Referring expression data
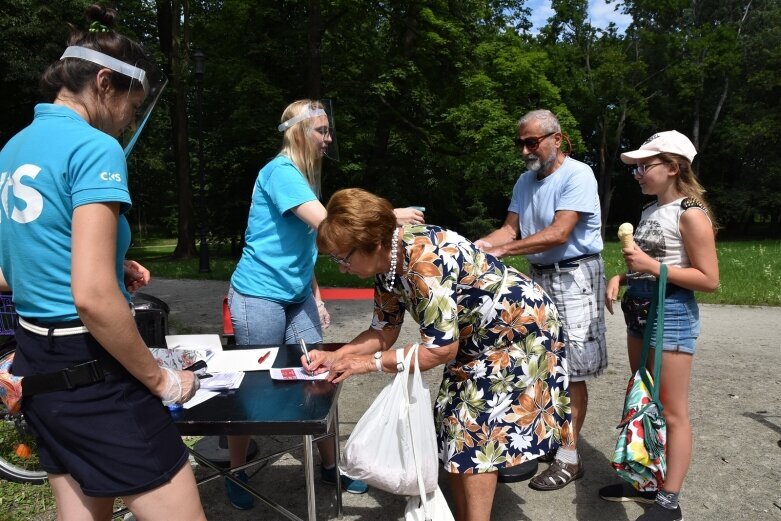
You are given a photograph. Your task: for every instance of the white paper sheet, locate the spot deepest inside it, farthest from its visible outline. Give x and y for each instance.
(242, 360)
(295, 373)
(201, 395)
(222, 381)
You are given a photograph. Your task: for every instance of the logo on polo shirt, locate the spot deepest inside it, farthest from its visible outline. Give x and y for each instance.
(111, 176)
(30, 197)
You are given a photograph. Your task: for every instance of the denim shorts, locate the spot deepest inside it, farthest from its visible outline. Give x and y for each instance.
(258, 321)
(681, 316)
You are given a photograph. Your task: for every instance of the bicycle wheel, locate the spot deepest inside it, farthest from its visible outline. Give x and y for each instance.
(18, 449)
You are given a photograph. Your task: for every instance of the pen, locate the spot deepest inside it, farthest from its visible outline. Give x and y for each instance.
(306, 354)
(197, 366)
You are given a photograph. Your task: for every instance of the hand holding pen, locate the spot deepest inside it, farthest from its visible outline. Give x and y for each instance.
(306, 355)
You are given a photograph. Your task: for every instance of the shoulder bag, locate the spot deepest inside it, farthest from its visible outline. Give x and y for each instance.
(639, 457)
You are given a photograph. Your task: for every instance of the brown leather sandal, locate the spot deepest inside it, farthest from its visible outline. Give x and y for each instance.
(557, 476)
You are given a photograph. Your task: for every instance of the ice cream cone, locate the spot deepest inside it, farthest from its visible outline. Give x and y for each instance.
(625, 235)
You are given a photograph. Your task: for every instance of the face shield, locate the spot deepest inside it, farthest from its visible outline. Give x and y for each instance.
(322, 131)
(138, 78)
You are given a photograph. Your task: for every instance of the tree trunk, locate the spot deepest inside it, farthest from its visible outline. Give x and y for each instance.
(168, 16)
(314, 48)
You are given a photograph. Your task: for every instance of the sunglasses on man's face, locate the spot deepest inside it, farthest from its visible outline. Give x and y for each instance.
(531, 143)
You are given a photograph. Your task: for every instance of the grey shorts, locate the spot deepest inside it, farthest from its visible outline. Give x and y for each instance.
(579, 294)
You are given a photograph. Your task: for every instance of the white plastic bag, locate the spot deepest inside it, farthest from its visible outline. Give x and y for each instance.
(379, 450)
(435, 505)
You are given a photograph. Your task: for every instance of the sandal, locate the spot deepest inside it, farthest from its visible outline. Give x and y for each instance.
(557, 476)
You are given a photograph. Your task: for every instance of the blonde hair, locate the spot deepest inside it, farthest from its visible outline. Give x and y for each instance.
(686, 182)
(356, 219)
(297, 144)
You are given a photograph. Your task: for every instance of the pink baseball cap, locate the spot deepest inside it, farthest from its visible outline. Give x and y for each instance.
(670, 141)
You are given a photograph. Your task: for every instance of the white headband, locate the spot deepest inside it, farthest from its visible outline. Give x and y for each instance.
(107, 61)
(308, 113)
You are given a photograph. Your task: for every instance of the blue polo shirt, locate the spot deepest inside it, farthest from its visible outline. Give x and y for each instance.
(279, 257)
(57, 163)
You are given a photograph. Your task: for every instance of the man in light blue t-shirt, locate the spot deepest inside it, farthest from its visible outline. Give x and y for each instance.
(554, 220)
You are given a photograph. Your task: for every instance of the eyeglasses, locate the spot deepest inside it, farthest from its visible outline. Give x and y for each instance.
(345, 261)
(531, 143)
(640, 170)
(323, 131)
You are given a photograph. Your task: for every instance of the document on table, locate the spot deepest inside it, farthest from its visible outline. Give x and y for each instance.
(222, 381)
(243, 360)
(213, 385)
(295, 373)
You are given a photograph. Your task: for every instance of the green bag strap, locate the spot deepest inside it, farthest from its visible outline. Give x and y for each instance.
(656, 310)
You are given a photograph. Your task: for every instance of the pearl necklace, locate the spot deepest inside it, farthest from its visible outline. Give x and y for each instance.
(390, 277)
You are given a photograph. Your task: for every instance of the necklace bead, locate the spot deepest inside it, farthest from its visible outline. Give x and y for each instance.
(390, 277)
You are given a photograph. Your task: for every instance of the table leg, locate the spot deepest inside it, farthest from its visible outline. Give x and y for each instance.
(310, 477)
(338, 460)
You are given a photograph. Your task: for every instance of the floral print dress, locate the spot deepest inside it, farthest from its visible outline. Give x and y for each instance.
(505, 398)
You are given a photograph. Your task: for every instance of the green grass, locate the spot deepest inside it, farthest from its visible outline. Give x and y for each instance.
(750, 270)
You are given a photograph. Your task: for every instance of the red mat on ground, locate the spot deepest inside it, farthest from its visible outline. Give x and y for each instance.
(347, 293)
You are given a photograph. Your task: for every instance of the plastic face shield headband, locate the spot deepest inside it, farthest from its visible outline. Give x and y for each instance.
(136, 74)
(326, 133)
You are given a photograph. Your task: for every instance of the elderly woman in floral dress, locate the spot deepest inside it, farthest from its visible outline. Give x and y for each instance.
(503, 398)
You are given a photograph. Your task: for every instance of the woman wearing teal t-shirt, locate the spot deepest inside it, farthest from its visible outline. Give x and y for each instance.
(274, 297)
(92, 391)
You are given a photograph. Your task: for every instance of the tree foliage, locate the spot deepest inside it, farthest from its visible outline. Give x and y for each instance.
(427, 94)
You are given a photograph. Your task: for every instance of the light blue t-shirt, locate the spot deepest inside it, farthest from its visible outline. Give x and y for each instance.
(279, 256)
(571, 187)
(57, 163)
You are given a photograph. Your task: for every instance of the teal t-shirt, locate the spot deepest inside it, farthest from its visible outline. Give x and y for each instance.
(279, 256)
(57, 163)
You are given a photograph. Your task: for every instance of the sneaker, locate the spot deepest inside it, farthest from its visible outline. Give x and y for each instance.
(239, 498)
(353, 486)
(658, 513)
(620, 492)
(557, 476)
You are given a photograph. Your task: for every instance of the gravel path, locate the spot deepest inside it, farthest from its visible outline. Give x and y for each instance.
(735, 411)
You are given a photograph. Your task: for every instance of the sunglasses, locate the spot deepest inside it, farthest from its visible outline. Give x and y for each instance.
(640, 170)
(343, 261)
(531, 143)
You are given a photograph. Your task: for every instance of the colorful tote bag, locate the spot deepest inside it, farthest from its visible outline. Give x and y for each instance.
(639, 457)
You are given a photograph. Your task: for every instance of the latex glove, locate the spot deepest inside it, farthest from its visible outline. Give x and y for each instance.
(180, 386)
(325, 317)
(483, 245)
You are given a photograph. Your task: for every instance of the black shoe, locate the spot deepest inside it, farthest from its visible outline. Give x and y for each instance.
(624, 492)
(658, 513)
(522, 472)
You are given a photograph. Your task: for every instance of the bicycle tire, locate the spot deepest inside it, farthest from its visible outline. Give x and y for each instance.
(13, 431)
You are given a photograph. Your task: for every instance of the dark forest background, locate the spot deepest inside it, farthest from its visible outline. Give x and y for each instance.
(426, 96)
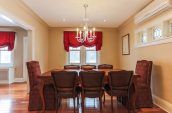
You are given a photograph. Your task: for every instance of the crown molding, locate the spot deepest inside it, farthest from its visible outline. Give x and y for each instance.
(30, 12)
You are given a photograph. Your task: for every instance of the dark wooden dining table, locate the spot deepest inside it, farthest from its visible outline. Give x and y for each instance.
(47, 79)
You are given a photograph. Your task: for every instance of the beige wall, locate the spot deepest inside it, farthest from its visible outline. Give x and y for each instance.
(16, 9)
(160, 55)
(58, 56)
(18, 53)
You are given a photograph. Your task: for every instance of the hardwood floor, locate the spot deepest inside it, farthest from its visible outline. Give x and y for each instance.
(14, 99)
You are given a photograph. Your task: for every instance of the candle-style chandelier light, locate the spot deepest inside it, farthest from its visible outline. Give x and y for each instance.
(86, 33)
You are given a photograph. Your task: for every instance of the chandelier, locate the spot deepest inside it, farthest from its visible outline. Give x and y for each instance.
(86, 33)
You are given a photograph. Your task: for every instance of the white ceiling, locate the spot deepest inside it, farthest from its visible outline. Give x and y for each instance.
(5, 21)
(70, 13)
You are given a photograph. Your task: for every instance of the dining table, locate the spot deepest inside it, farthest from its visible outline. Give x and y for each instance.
(47, 79)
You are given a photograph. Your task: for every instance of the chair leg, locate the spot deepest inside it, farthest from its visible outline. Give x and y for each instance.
(78, 101)
(104, 98)
(74, 104)
(100, 103)
(83, 104)
(112, 103)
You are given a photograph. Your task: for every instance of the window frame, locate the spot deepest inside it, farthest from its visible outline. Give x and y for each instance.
(7, 64)
(83, 57)
(69, 56)
(86, 56)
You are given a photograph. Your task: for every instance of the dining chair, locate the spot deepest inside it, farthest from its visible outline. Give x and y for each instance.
(88, 67)
(92, 86)
(143, 84)
(65, 85)
(105, 66)
(119, 85)
(36, 96)
(71, 67)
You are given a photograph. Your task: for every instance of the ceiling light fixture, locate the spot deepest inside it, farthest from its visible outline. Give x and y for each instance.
(86, 33)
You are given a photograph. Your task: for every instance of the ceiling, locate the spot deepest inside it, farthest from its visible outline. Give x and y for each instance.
(70, 13)
(5, 21)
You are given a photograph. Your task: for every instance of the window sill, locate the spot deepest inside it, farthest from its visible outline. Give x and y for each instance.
(155, 42)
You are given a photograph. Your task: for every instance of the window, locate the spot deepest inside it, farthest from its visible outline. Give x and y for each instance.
(74, 55)
(157, 32)
(5, 56)
(83, 55)
(91, 55)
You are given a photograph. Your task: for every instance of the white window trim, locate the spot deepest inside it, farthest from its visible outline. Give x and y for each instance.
(8, 65)
(82, 55)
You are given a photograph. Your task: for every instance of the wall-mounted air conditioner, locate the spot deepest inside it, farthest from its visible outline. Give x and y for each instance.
(154, 8)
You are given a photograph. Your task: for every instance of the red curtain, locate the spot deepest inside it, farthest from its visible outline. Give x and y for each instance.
(7, 39)
(70, 40)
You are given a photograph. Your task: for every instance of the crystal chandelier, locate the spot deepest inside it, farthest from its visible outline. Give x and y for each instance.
(86, 33)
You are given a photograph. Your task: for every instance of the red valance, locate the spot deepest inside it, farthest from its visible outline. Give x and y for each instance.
(71, 41)
(7, 39)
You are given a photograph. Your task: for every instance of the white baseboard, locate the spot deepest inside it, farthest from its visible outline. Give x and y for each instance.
(19, 80)
(165, 105)
(4, 82)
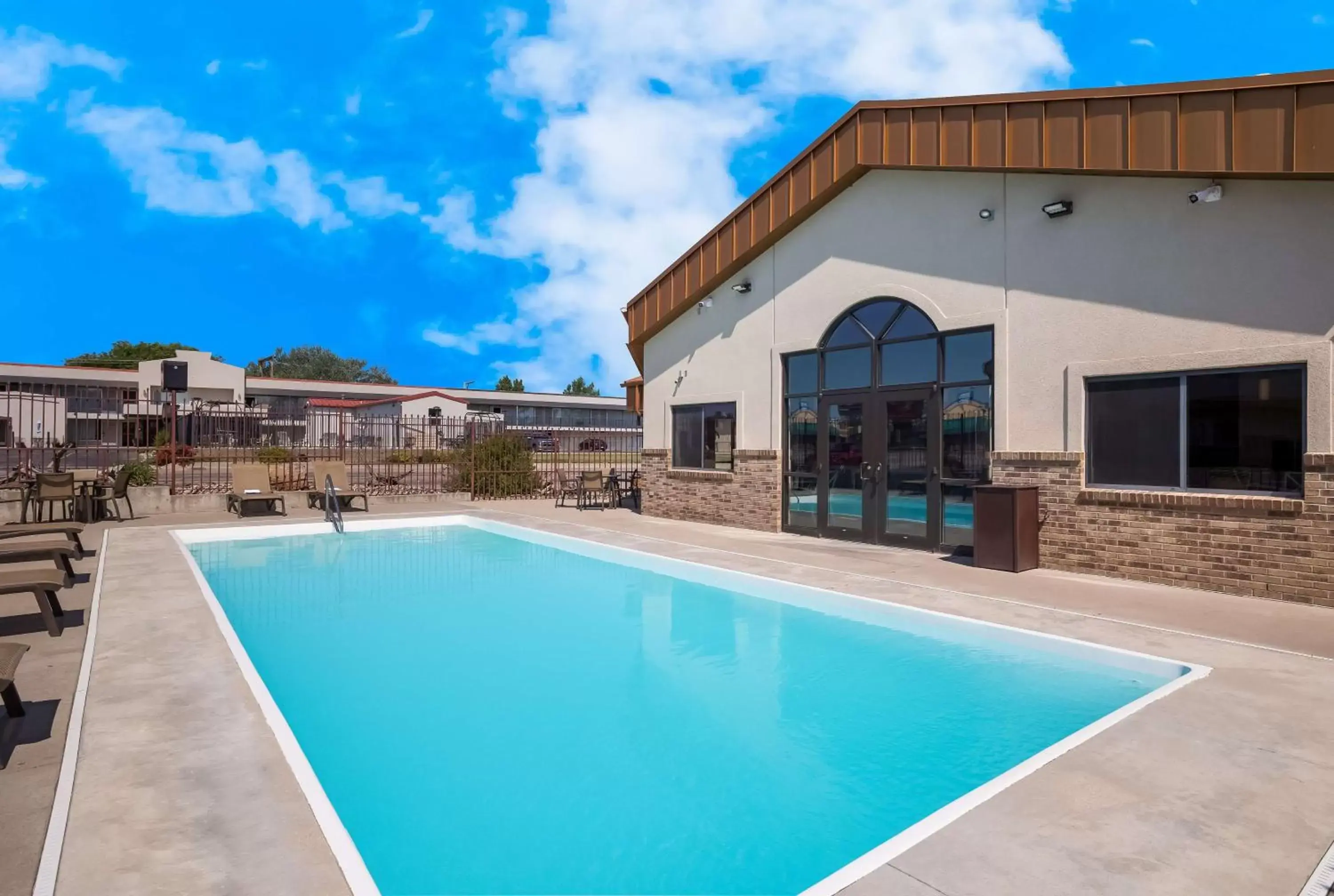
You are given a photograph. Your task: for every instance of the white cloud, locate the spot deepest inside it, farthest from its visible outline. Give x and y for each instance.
(627, 178)
(194, 172)
(423, 20)
(506, 332)
(12, 178)
(27, 58)
(371, 196)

Task prompt: Quote, without alteration, the lines running from the line containing "the window, locate" to the last line of the entries, and include no pictures.

Answer to this exercise:
You are given a photograph. Your task: for every instance of the window, locate the spot deepest inside it, farthest from its visible outline. Give x and y for each instance.
(74, 55)
(157, 32)
(5, 56)
(83, 55)
(91, 55)
You are given a photograph. Your task: for every instance of the white window trim, locate the spot deepest inside it, farthest from its visible outline. Give x and y for each instance.
(8, 65)
(82, 55)
You are given a photograph. Your task: for every instance of the wall-mounted air conditioner, locate the spot deepest inside it, farthest from its visible outline. Give x and y for each instance.
(154, 8)
You are given a photograph. Your task: for every instance of the red curtain, locate the spot deepest inside it, farthest from its visible outline. Give x and y for each instance.
(7, 39)
(70, 40)
You are given a photograph. Your task: for every instance of the crystal chandelier, locate the spot deepest inside it, farthest from its visible outline. Give x and y for each instance.
(86, 33)
You are given a photograph. Your task: for every instance of the red valance, locate the spot deepest inside it, farthest from its visible outline. Give x and y for each instance.
(71, 41)
(7, 39)
You are given a photograph. Your task: for every instance of the white baseboard, locate the spot deepest inside it, farthest from its visible outline. Give x and y for each instance.
(19, 80)
(165, 105)
(4, 82)
You are given a photograph. Your task: for every instance of the white cloud, locate the spot deepest inside it, farthest from its visible outline. Give x and y for each instance.
(627, 178)
(194, 172)
(423, 20)
(506, 332)
(12, 178)
(27, 58)
(371, 196)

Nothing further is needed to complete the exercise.